_Passage shown_:
+ + +

In [None]:
#!git clone https://github.com/whyhardt/SPICE.git

In [None]:
# !pip install -e SPICE

In [1]:
import pandas as pd
import numpy as np
from typing import Dict, List, Tuple
import matplotlib.pyplot as plt

from spice import SpiceEstimator, SpiceDataset, SpiceConfig, BaseRNN, convert_dataset, split_data_along_sessiondim, plot_session

# For custom RNN
import torch
import torch.nn as nn

## Load dataset

Let's load the data first with the `convert_dataset` method. This method returns a `SpiceDataset` object which we can use right away 

In [2]:
# Load your data
dataset = convert_dataset(
    file = '../data/weber2024/weber2024.csv',
    df_participant_id='participant',
    df_experiment_id='experiment',
    df_choice='choice',
    df_reward='reward',
    df_block='block',
    additional_inputs=['laserRotation', 'shieldRotation', 'totalReward'],
    timeshift_additional_inputs=True,
    )

test_sessions = 8, 10, 12

# restructure data to have only two actions (stay, move) instead of three (stay, move_clockwise, move_counter_clockwise)
move = dataset.xs[..., 1:3].sum(dim=-1, keepdim=True)
rewards_move = dataset.xs[..., 4:6].nan_to_num(0).sum(dim=-1, keepdim=True)
move_ys = dataset.ys[..., 1:3].sum(dim=-1, keepdim=True)
# create restructured dataset
xs = torch.concat((dataset.xs[..., :1], move, dataset.xs[..., 3:4], rewards_move, dataset.xs[..., 6:]), dim=-1)
ys = torch.concat((dataset.ys[..., :1], move_ys), dim=-1)
dataset = SpiceDataset(xs, ys)

# structure of dataset:
# dataset has two main attributes: xs -> inputs; ys -> targets (next action)
# shape: (n_participants*n_blocks*n_experiments, n_timesteps, features)
# features are (n_actions * action, n_actions * reward, n_additional_inputs * additional_input, block_number, experiment_id, participant_id)

+ + +

_Stated problem A_:
Pull out every line of the records that contains the string "benchmark", treating uppercase and lowercase as different.
The notebook excerpt and the records are unrelated pieces of material.

+ + +

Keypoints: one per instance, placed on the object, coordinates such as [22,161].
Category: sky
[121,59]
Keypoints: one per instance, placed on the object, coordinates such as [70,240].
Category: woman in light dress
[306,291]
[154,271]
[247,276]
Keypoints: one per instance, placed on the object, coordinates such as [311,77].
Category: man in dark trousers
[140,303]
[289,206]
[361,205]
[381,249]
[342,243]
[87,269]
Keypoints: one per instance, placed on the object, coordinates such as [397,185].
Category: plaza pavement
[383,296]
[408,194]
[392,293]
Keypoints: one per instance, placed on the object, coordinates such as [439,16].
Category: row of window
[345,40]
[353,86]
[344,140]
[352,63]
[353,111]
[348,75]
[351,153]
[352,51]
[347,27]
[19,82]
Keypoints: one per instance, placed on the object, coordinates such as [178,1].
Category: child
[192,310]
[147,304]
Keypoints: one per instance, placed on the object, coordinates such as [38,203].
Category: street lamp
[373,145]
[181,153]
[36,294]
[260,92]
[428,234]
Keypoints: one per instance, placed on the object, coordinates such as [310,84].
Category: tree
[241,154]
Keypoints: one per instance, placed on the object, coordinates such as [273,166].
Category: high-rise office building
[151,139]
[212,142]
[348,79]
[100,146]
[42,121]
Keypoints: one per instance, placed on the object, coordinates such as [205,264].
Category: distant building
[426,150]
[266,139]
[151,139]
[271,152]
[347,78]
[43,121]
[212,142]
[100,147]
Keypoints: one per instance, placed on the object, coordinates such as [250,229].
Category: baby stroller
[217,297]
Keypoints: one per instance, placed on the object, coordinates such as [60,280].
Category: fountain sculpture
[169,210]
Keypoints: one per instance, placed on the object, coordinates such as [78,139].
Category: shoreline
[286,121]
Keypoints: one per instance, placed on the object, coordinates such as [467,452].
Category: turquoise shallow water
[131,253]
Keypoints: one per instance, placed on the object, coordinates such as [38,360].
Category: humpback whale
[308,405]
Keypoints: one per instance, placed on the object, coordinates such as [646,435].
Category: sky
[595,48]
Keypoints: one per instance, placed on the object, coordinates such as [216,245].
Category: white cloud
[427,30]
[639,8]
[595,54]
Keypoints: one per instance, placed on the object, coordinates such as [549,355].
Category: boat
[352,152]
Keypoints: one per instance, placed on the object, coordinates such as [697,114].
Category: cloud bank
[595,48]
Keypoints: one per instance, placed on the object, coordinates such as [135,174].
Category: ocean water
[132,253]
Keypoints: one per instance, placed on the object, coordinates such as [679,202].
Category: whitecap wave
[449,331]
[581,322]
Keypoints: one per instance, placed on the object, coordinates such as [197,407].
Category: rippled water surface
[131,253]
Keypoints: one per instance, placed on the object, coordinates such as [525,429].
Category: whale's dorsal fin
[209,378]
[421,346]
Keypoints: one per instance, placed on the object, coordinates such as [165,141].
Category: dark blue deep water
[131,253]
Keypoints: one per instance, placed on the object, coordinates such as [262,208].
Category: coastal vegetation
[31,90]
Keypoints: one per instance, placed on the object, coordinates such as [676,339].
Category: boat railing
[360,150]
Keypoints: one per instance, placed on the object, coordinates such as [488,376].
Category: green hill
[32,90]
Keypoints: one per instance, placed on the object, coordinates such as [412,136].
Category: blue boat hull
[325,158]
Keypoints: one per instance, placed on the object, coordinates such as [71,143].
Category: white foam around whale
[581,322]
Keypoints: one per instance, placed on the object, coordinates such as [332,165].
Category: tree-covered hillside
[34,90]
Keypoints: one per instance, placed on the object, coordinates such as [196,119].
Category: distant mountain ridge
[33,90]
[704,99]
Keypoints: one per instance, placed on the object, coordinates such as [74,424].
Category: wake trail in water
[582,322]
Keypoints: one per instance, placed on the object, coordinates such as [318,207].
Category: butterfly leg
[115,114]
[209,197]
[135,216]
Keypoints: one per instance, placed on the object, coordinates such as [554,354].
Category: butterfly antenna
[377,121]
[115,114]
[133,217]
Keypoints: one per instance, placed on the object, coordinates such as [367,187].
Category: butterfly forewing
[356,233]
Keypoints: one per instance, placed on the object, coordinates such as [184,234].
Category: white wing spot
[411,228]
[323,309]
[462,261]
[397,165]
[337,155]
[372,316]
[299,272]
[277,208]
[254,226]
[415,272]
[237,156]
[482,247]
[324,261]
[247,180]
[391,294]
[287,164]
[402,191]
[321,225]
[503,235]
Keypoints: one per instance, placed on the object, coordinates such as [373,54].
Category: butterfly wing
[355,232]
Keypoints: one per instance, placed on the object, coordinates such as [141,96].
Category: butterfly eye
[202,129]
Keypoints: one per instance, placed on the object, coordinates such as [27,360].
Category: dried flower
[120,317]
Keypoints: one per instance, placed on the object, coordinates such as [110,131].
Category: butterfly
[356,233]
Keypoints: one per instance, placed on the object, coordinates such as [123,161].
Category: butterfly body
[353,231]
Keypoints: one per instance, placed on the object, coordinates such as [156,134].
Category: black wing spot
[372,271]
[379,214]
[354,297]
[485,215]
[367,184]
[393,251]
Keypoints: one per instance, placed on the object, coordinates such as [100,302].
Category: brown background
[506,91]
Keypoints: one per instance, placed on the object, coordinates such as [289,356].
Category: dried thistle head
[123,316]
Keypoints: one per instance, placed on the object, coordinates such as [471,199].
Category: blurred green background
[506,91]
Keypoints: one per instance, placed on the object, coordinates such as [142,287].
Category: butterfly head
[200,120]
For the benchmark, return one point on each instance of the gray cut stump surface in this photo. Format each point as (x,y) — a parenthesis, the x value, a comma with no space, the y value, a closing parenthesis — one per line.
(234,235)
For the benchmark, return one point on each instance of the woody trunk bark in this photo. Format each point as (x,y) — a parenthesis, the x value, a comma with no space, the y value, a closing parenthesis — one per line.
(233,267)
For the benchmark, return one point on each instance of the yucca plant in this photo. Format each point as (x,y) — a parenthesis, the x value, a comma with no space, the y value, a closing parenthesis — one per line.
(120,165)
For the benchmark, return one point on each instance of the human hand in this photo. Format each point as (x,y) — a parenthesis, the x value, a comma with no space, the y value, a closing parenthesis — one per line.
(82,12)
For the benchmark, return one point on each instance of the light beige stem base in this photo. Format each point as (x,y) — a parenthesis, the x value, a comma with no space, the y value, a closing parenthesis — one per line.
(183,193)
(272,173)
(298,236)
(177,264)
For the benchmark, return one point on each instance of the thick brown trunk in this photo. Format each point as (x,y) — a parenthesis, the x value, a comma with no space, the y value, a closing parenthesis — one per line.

+ + +

_Stated problem B_:
Reproduce the notebook excerpt in full, character for character.

_Correct output A_:
For the benchmark, return one point on each instance of the gray cut stump surface in this photo. Format each point as (x,y) — a parenthesis, the x value, a comma with no space, the y value, a closing parenthesis — one per line.
For the benchmark, return one point on each instance of the woody trunk bark in this photo. Format each point as (x,y) — a parenthesis, the x value, a comma with no space, the y value, a closing parenthesis — one per line.
For the benchmark, return one point on each instance of the yucca plant in this photo. Format each point as (x,y) — a parenthesis, the x value, a comma with no space, the y value, a closing parenthesis — one per line.
For the benchmark, return one point on each instance of the human hand in this photo. Format each point as (x,y) — a parenthesis, the x value, a comma with no space, the y value, a closing parenthesis — one per line.
For the benchmark, return one point on each instance of the light beige stem base in this photo. Format each point as (x,y) — a parenthesis, the x value, a comma with no space, the y value, a closing parenthesis — one per line.
For the benchmark, return one point on each instance of the thick brown trunk in this photo. Format each point as (x,y) — a parenthesis, the x value, a comma with no space, the y value, a closing parenthesis — one per line.

_Correct output B_:
In [None]:
#!git clone https://github.com/whyhardt/SPICE.git

In [None]:
# !pip install -e SPICE

In [1]:
import pandas as pd
import numpy as np
from typing import Dict, List, Tuple
import matplotlib.pyplot as plt

from spice import SpiceEstimator, SpiceDataset, SpiceConfig, BaseRNN, convert_dataset, split_data_along_sessiondim, plot_session

# For custom RNN
import torch
import torch.nn as nn

## Load dataset

Let's load the data first with the `convert_dataset` method. This method returns a `SpiceDataset` object which we can use right away 

In [2]:
# Load your data
dataset = convert_dataset(
    file = '../data/weber2024/weber2024.csv',
    df_participant_id='participant',
    df_experiment_id='experiment',
    df_choice='choice',
    df_reward='reward',
    df_block='block',
    additional_inputs=['laserRotation', 'shieldRotation', 'totalReward'],
    timeshift_additional_inputs=True,
    )

test_sessions = 8, 10, 12

# restructure data to have only two actions (stay, move) instead of three (stay, move_clockwise, move_counter_clockwise)
move = dataset.xs[..., 1:3].sum(dim=-1, keepdim=True)
rewards_move = dataset.xs[..., 4:6].nan_to_num(0).sum(dim=-1, keepdim=True)
move_ys = dataset.ys[..., 1:3].sum(dim=-1, keepdim=True)
# create restructured dataset
xs = torch.concat((dataset.xs[..., :1], move, dataset.xs[..., 3:4], rewards_move, dataset.xs[..., 6:]), dim=-1)
ys = torch.concat((dataset.ys[..., :1], move_ys), dim=-1)
dataset = SpiceDataset(xs, ys)

# structure of dataset:
# dataset has two main attributes: xs -> inputs; ys -> targets (next action)
# shape: (n_participants*n_blocks*n_experiments, n_timesteps, features)
# features are (n_actions * action, n_actions * reward, n_additional_inputs * additional_input, block_number, experiment_id, participant_id)